** Text extract **
□ □ □ □

Stay organized with collections
Save and categorize content based on your preferences.
Transactions with ACID semantics is supported by Apache Hive
metastores in Dataproc Metastore. For more information, see Hive Transactions.
These transactions are enabled by default on Hive 3.
Configurations
You must set server and client side configurations in order to enable
transaction support.
Server side configurations
The following server side configurations are set by default during the creation
of the service by Dataproc Metastore. You can choose to override
these by entering Key and Value overrides under Metastore config
overrides.
metastore.compactor.initiator.on — Whether to run the initiator
and cleaner threads on the Dataproc Metastore service.
Set to true to enable the initiator.
metastore.compactor.worker.threads — The number of compactor
worker threads to run on the Dataproc Metastore.
Set to a positive number to enable the compactor. Setting this to a higher
number may affect the performance of the service, especially if you're on
Developer tier. If this number needs to be tweaked, we recommend using a lower
value, such as 8.
hive.metastore.event.db.notification.api.auth — Whether the
Dataproc Metastore service should authorize against database
notification related APIs.
Set to false. If set to true, then only the superusers in proxy
settings have permission. See Metastore notification API security
for more information on superuser proxy privilege.
Client side configurations
Client side configurations are set in the Hive client as described in
Validate transactions.
hive.support.concurrency — Set to true to support insert,
update, and delete transactions.
hive.exec.dynamic.partition.mode — In strict mode, you must
specify at least one static partition in case all partitions are accidentally
overwritten. In nonstrict mode, all partitions are allowed to be dynamic.
Set to nonstrict to support insert, update, and delete transactions.
hive.txn.manager — Set to org.apache.hadoop.hive.ql.lockmgr.DbTxnManager.
Validate transactions
You can validate Hive transactions using a Dataproc cluster that uses a
Dataproc Metastore service on Hive 3.

□ □ □ □

** Brief A **
In the Hive transactions text, what value should hive.exec.dynamic.partition.mode be set to in order to support insert, update, and delete transactions?

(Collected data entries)
□ □ □ □

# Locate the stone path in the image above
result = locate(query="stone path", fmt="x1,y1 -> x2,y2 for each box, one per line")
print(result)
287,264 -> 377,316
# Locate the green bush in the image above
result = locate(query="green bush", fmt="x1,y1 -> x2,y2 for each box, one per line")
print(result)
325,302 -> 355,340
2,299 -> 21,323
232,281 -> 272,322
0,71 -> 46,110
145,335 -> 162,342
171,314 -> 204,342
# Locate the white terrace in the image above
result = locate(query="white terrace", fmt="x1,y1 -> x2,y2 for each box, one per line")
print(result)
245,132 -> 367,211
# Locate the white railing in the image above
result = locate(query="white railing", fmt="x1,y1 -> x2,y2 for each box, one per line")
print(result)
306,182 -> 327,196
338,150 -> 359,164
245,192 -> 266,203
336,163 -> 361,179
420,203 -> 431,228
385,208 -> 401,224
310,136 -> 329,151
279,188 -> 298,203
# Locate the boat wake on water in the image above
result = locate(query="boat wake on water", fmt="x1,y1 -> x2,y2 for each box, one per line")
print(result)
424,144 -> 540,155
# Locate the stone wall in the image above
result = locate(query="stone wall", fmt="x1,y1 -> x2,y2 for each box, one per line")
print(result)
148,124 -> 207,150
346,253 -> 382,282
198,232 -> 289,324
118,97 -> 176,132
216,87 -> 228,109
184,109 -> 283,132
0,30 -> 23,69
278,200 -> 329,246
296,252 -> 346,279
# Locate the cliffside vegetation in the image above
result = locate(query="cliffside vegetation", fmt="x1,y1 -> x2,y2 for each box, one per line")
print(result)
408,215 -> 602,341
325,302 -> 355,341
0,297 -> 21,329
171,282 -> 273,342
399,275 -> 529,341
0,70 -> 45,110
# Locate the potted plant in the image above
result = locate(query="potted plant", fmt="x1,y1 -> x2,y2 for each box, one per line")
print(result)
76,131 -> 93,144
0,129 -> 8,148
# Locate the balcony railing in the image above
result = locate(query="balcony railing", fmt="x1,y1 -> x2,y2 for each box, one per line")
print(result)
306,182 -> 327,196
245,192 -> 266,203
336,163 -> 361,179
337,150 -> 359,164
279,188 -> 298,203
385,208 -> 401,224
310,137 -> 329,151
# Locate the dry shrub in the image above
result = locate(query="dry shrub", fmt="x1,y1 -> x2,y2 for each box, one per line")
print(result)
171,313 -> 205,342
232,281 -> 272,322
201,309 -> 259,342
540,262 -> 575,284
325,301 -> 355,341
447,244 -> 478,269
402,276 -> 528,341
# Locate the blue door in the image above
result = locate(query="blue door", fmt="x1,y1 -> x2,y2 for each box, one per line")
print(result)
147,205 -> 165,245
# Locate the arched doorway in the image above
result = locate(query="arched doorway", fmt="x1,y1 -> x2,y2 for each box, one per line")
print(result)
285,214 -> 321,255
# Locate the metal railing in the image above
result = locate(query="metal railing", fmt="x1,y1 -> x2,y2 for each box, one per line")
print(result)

□ □ □ □

** Brief B **
Rename "white terrace" to "white patio" in the listing, beginning at its first line and stopping after the line that contains "296,252 -> 346,279". Give back only those lines, with everything else unchanged.

** Full output A **
nonstrict

** Full output B **
# Locate the stone path in the image above
result = locate(query="stone path", fmt="x1,y1 -> x2,y2 for each box, one per line")
print(result)
287,264 -> 377,316
# Locate the green bush in the image above
result = locate(query="green bush", fmt="x1,y1 -> x2,y2 for each box, one per line")
print(result)
325,302 -> 355,340
2,299 -> 21,323
232,281 -> 272,322
0,71 -> 46,110
145,335 -> 162,342
171,314 -> 204,342
# Locate the white patio in the image above
result = locate(query="white patio", fmt="x1,y1 -> x2,y2 for each box, one per line")
print(result)
245,132 -> 367,211
# Locate the white railing in the image above
result = locate(query="white railing", fmt="x1,y1 -> x2,y2 for each box, one per line")
print(result)
306,182 -> 327,196
338,150 -> 359,164
245,192 -> 266,203
336,163 -> 361,179
420,203 -> 431,228
385,208 -> 401,224
310,136 -> 329,151
279,188 -> 298,203
# Locate the boat wake on water in the image above
result = locate(query="boat wake on water", fmt="x1,y1 -> x2,y2 for each box, one per line")
print(result)
424,144 -> 540,155
# Locate the stone wall in the image above
result = locate(query="stone wall", fmt="x1,y1 -> x2,y2 for each box, one per line")
print(result)
148,124 -> 207,150
346,253 -> 382,282
198,232 -> 289,324
118,97 -> 176,132
216,87 -> 228,109
184,109 -> 283,132
0,30 -> 23,69
278,200 -> 329,246
296,252 -> 346,279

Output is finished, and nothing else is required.